Study questions:
1. In the announcement about the Centre for Digital Citizens, what reason is given for the centre focusing on its four critical challenges?
2. Transcribe everything in the Centre for Digital Citizens announcement from "The technological innovations" down to "health and wellbeing.".

Page text:
A new £9m research centre, which will allow citizens across the country to grasp the possibilities of the digital revolution, has been announced.
The Centre for Digital Citizens (CDC), led by Northumbria and Newcastle Universities, will explore how digital technologies can support areas such as public health and wellbeing, community engagement, citizen safety and technology-enhanced lifelong learning.
The project has been funded with £3.7m from the Engineering and Physical Sciences Research Council (EPSRC), with matched funding from Universities and Industry Partners. The new centre will bring together 28 academics and 18 post-doctoral researchers across the two universities.
The CDC will work with citizens to co-design technologies to support and evaluate ‘smart’ and ‘data-rich’ living in urban, rural and coastal areas across the North East of England and beyond.
The technological innovations will be co-created between a network of academic, industrial, public and third sector partners, with citizens supporting the co-creation and delivery of research.
The project will be working in partnership with local and global organisations including Newcastle City Council, NHS Digital, International Federation of the Red Cross and Red Crescent Societies and BBC R&D.
What are digital citizens?
The Centre for Digital Citizens will focus on four critical challenges that have wide-ranging implications for the future of digital citizenship:
- The Well Citizen: Looking at how we can use shared and publicly available data to inform our personal and community health and wellbeing.
- The Safe Citizen: Examining digital harms and the role of algorithms and other data technology to support fair and secure societies.
- The Connected Citizen: Designing the next-generation of citizen-led digital public services.
- The Ageless Citizen: Looking at the life-long role technology can play supporting learning opportunities for people young to old.

Stored data:
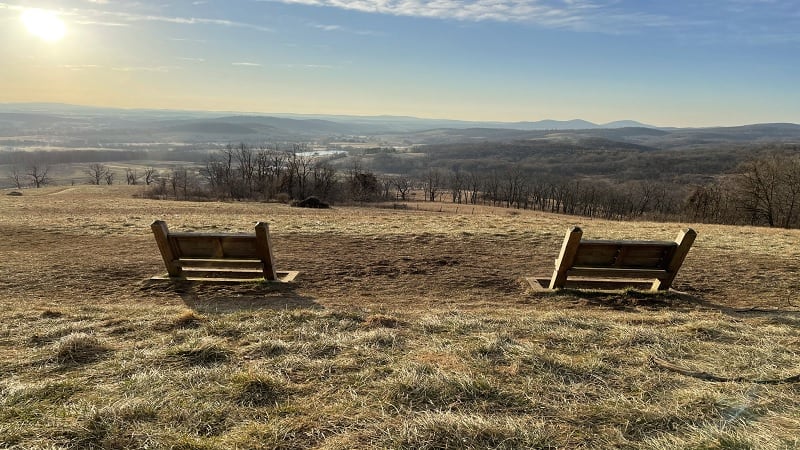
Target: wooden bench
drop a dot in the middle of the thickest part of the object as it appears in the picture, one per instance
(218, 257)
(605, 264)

* * *

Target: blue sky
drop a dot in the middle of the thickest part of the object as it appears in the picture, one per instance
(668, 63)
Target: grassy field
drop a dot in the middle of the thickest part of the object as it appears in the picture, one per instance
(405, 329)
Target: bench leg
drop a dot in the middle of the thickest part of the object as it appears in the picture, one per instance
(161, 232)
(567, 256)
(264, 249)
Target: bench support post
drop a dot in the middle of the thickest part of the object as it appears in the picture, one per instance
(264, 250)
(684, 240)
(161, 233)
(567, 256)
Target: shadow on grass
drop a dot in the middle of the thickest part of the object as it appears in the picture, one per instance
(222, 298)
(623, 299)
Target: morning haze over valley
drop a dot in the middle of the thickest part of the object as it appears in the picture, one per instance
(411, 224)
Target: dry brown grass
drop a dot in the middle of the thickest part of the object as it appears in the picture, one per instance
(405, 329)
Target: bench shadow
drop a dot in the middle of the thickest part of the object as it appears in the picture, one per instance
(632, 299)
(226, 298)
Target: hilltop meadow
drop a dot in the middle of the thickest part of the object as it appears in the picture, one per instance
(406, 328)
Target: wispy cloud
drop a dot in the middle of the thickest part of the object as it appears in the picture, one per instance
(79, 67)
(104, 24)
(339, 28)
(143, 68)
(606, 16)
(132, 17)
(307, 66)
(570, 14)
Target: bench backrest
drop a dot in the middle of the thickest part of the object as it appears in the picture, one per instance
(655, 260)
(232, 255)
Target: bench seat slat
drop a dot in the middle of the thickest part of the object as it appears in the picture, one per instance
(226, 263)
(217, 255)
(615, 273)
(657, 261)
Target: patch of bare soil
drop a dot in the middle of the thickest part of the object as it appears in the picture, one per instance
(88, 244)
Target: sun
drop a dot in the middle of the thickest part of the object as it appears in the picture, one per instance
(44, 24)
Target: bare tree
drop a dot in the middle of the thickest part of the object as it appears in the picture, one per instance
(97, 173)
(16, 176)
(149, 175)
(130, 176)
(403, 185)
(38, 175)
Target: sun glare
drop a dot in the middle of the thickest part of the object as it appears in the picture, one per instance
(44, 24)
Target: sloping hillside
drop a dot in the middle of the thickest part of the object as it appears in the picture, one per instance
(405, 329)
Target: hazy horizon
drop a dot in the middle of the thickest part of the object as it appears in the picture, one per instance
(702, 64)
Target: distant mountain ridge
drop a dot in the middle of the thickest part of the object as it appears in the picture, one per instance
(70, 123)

--

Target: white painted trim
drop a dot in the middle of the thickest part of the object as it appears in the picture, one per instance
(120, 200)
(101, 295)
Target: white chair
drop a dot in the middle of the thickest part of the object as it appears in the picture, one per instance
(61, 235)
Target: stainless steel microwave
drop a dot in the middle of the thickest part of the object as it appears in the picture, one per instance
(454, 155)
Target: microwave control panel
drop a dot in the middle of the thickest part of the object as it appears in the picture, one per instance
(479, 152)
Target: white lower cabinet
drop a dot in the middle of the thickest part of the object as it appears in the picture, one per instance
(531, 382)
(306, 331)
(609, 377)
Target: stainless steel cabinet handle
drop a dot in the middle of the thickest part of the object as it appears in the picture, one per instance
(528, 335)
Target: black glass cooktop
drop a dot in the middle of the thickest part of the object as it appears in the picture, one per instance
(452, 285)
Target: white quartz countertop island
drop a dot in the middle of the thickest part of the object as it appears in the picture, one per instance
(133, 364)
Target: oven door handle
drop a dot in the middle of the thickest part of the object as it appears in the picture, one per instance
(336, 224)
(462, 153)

Responses to the exercise:
1. The centre focuses on these four challenges because they have wide-ranging implications for the future of digital citizenship.

2.
The technological innovations will be co-created between a network of academic, industrial, public and third sector partners, with citizens supporting the co-creation and delivery of research.
The project will be working in partnership with local and global organisations including Newcastle City Council, NHS Digital, International Federation of the Red Cross and Red Crescent Societies and BBC R&D.
What are digital citizens?
The Centre for Digital Citizens will focus on four critical challenges that have wide-ranging implications for the future of digital citizenship:
- The Well Citizen: Looking at how we can use shared and publicly available data to inform our personal and community health and wellbeing.